## Prompt:
Every line below should be set down exactly as it appears.

————

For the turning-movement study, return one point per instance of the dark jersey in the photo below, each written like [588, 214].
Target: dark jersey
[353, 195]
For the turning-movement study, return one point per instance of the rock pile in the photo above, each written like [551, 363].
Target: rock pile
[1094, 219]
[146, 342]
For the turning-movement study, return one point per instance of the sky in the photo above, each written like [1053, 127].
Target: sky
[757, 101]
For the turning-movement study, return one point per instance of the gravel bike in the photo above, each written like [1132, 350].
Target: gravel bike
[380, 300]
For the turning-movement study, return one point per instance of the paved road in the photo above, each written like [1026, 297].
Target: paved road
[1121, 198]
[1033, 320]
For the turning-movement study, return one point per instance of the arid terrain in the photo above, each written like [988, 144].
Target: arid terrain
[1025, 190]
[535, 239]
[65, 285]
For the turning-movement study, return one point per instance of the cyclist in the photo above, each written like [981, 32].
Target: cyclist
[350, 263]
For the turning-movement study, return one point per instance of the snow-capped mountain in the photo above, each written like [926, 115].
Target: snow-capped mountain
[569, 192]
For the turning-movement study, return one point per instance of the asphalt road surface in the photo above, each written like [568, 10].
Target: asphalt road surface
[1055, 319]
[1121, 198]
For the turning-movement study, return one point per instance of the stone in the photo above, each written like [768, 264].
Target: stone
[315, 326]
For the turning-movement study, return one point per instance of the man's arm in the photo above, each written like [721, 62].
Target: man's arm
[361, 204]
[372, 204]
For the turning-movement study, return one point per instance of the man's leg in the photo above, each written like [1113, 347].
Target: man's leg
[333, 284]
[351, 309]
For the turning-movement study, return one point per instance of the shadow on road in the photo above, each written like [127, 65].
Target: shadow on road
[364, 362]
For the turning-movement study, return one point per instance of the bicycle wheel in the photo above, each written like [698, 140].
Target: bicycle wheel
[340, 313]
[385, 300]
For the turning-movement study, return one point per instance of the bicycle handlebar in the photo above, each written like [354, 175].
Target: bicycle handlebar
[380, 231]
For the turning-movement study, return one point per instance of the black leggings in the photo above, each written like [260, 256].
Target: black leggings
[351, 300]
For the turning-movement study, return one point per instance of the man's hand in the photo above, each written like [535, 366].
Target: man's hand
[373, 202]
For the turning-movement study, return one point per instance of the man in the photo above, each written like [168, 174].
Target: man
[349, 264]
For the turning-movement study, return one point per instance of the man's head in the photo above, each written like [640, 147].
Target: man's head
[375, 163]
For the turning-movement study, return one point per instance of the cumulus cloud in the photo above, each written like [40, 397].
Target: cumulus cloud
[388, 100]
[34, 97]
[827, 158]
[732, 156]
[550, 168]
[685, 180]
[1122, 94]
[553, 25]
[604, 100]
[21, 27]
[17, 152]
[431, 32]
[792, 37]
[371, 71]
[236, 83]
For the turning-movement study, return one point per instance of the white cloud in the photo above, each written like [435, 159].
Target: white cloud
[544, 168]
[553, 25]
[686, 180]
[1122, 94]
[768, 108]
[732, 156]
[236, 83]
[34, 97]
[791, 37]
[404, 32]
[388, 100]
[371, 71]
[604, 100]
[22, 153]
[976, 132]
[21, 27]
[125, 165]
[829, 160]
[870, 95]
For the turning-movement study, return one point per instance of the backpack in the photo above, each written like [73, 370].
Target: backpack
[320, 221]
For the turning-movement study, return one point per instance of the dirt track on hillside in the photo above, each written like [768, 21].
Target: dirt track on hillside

————

## Response area:
For the turning-movement study, return one point per instance of the dark jersey in the photo below, each written like [588, 214].
Target: dark jersey
[353, 195]
For the turning-movement study, return one point per instance of the rock pile in the photo above, each written like [551, 363].
Target: rock pile
[1094, 219]
[146, 342]
For the turning-movement study, return one point per instance of the sky in the photo above, each written like [1053, 127].
Target: sky
[757, 101]
For the turning-movement study, return one point per instance of the gravel bike in the photo above, each written like [1132, 350].
Target: gravel bike
[380, 300]
For the turning-movement study, return one point per instance of the paved road in the photo above, each written like [1026, 297].
Target: paved road
[1121, 198]
[1033, 320]
For the turning-movement study, return one point per instance of the arid terrain in the photo above, each written like [988, 144].
Target: arid terrain
[1025, 190]
[535, 239]
[65, 285]
For the turning-movement study, return one point per instance of the cyclist in the photo above, each written like [981, 32].
Target: cyclist
[350, 263]
For the turning-movement study, return one point per instance of the snow-capped mountain in the photo above, each written like [926, 115].
Target: snow-capped mountain
[569, 192]
For the turning-movement study, return one point per instance of the asphalt road surface in the photo above, each written like [568, 10].
Target: asphalt road surface
[1055, 319]
[1121, 198]
For the turning-movement study, return one point per instance of the stone in the photo above, each written like [768, 264].
Target: stone
[315, 326]
For the turning-movement study, return one point per instance of the man's arm in the photo above, each written like [721, 62].
Target: man's arm
[361, 204]
[372, 204]
For the turning-movement study, return one point per instance of the man's leg in the photo above, each written like [1113, 347].
Target: man's leg
[333, 284]
[351, 309]
For the turning-movement study, return one point per instance of the shadow on road in the photo above, each written like [127, 65].
Target: shadow on road
[364, 362]
For the turning-movement study, return one point per instance of the bicycle wheel in the photo above, each written like [698, 140].
Target: bicycle wheel
[340, 313]
[385, 300]
For the turning-movement study, return one point per instance of the bicycle handlebar in the photo above, each written like [354, 175].
Target: bicycle handlebar
[380, 231]
For the turning-movement study, return one point per instance of the black leggings in the photo above, each written like [260, 256].
Target: black leggings
[351, 300]
For the turning-movement study, return one point per instance of the man's hand in the photo above, each written like [535, 366].
Target: man's hand
[373, 202]
For the turning-movement study, return one point per instance of the man in the photo above, each written like [168, 174].
Target: man
[349, 264]
For the turning-movement study, return one point per instance of the man's head in the photo above, each written like [640, 147].
Target: man's head
[375, 163]
For the turning-movement study, return one point per instance of the cumulus cloud in the photo above, each written like [40, 397].
Target: cumulus cloud
[388, 100]
[34, 97]
[827, 158]
[732, 156]
[550, 168]
[685, 180]
[1122, 94]
[553, 25]
[604, 100]
[21, 27]
[17, 152]
[431, 32]
[792, 37]
[371, 71]
[236, 83]
For the turning-movement study, return one point per instance of the white cloud in the photo above, each written like [435, 159].
Target: white cloud
[544, 168]
[553, 25]
[686, 180]
[1122, 94]
[768, 108]
[732, 156]
[236, 83]
[34, 97]
[791, 37]
[404, 32]
[388, 100]
[371, 71]
[604, 100]
[22, 153]
[976, 132]
[21, 27]
[125, 165]
[829, 160]
[870, 95]
For the turning-movement study, return one point per instance of the backpack in the photo above, each written like [73, 370].
Target: backpack
[320, 221]
For the turning-movement study, return one point per instance of the dirt track on hillside in the photo above, each written like [768, 21].
Target: dirt track on hillside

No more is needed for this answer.